Directions: Extend the news report on falling opioid prescriptions in Maine, picking up after its final sentence.

Selected passage:
━━━━
AUGUSTA, Maine — Prescriptions of opioid painkillers are dropping in Maine as the state rolls out a prescription monitoring law that’s been hailed as one of the nation’s toughest.

A Maine Bureau of Insurance report of insurance carriers finds that opioid prescription claims dropped by nearly 20 percent, with about 27,700 fewer claims between the first half of 2016 and the same period in 2017.

The report also measured the drop in money spent on painkillers: Insurance carriers spent $2.4 million less on opioid and opioid derivatives, while plan members spent nearly $580,000 less.

The report is inconclusive but says the drop in prescriptions could be because of providers weaning patients off painkillers or uses of alternative pain treatments, such as physical therapy or massage.
━━━━
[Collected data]
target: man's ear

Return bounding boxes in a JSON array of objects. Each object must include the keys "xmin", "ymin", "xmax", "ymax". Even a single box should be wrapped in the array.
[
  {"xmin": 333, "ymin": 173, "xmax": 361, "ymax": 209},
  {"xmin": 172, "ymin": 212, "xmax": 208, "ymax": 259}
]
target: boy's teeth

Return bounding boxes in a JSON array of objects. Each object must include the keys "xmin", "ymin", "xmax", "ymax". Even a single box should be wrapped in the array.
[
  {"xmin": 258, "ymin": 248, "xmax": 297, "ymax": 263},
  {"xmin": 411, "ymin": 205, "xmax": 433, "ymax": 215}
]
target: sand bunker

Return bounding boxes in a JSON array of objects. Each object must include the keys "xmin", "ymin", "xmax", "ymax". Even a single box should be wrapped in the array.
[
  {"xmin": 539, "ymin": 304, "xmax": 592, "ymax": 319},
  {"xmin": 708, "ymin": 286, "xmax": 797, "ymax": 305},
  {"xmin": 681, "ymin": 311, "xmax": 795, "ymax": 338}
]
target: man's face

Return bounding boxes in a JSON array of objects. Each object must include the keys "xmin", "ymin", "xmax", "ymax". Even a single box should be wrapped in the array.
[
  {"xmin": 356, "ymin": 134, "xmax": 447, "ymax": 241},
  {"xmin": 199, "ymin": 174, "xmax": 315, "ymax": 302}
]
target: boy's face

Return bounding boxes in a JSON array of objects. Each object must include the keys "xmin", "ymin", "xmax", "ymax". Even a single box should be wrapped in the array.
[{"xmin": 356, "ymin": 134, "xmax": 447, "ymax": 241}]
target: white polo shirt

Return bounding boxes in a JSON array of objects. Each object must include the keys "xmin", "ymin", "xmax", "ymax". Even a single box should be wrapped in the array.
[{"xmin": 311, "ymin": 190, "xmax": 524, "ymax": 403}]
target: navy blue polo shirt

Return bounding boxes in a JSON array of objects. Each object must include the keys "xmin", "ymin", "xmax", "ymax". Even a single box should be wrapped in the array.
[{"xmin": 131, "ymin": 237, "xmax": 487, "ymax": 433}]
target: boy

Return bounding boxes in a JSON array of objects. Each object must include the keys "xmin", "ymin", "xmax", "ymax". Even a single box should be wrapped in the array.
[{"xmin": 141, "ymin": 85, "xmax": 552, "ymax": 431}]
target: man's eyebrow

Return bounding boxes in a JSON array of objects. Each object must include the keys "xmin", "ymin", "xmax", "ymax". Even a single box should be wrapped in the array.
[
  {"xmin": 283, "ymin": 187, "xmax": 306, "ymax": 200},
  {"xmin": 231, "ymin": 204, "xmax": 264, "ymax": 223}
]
━━━━
Task result:
“There are a lot less pills on the street and hopefully by reducing the amount of prescribing, we’re also introducing opiates to less people,” Ross Hicks, a Brunswick man in long-term recovery from addiction who works with the Health Equity Alliance. “We’ve gotten past the idea that opiates are great for everything.”

The federal Centers for Disease Control and Prevention says opioid painkiller prescriptions have dropped nationally in recent years after surging since the late ’90s and peaking in 2010. Maine topped the nation for the rate of prescriptions for highly addictive, long-term opioid painkillers in 2012 and is now one of the few states that have capped daily opioid painkiller dosages and require electronic prescriptions.

But some Mainers say they’re being forced off painkillers while struggling to access alternative therapies. Jeff Bacon said he’s been completely weaned off a high-dose of opioid painkillers since November. Bacon of Hampden said he was prescribed the drug for decades for degenerative disc disease.

“It’s been a struggle to try to get sleep or do anything, to be honest,” he said. “I’m 56 years old. I’m not a person abusing things. I’m in pain. This is ridiculous.”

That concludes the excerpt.